» Requirement: Copy each line below exactly.

» Supplied records:
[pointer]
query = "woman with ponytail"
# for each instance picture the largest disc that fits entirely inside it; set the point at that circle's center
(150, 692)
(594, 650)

» Written solution:
[pointer]
query = "woman with ponytail"
# for each instance picture the largest disc that fits entirely inside it; set the point at that circle's center
(150, 692)
(594, 650)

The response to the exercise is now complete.